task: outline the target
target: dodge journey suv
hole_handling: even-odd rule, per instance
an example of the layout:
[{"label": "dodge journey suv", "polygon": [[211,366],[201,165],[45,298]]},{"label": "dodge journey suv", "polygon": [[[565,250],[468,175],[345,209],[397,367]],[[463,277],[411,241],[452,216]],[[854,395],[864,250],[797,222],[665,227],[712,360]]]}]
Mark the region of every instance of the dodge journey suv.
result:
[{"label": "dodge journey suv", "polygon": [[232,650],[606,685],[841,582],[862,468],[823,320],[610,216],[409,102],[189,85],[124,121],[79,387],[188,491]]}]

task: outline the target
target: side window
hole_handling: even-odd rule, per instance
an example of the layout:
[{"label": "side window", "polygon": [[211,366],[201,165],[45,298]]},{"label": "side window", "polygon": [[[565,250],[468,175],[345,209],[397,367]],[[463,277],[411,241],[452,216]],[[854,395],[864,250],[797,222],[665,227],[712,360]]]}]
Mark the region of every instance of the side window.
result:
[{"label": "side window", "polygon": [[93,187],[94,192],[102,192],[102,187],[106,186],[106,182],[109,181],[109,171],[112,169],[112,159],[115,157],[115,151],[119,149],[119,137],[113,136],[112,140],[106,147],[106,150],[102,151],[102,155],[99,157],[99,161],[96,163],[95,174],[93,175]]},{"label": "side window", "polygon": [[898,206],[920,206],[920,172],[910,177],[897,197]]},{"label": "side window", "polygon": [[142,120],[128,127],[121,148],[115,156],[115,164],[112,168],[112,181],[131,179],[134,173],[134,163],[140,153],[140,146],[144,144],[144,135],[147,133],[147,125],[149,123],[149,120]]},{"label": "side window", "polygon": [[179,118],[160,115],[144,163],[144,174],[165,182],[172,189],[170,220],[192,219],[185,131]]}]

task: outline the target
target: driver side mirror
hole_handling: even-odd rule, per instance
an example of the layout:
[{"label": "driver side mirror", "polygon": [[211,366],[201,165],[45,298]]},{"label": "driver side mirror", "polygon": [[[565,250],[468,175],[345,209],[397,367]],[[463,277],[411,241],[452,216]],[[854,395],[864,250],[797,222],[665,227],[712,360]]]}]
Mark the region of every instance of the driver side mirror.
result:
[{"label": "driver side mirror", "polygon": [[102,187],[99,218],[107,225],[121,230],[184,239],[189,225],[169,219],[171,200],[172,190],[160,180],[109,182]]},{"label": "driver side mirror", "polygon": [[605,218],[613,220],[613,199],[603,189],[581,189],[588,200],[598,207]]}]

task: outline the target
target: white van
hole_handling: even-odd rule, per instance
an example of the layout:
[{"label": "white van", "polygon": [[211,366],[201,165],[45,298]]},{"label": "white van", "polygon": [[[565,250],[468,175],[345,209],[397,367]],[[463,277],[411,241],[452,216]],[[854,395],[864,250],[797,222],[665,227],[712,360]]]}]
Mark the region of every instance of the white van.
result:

____________

• _EXERCISE REQUIREMENTS_: Filter the data above down to the lines that contain the word "dodge", and copy each of those lines.

• _RESULT FOR THIS TASK_:
target: dodge journey suv
[{"label": "dodge journey suv", "polygon": [[211,366],[201,165],[45,298]]},{"label": "dodge journey suv", "polygon": [[[565,250],[468,175],[345,209],[397,367]],[[463,277],[411,241],[452,216]],[[854,395],[864,250],[797,222],[665,227],[712,360]]]}]
Mark the region of every instance of the dodge journey suv.
[{"label": "dodge journey suv", "polygon": [[232,650],[606,685],[841,582],[862,468],[823,320],[610,216],[409,102],[189,85],[124,121],[79,387],[188,491]]}]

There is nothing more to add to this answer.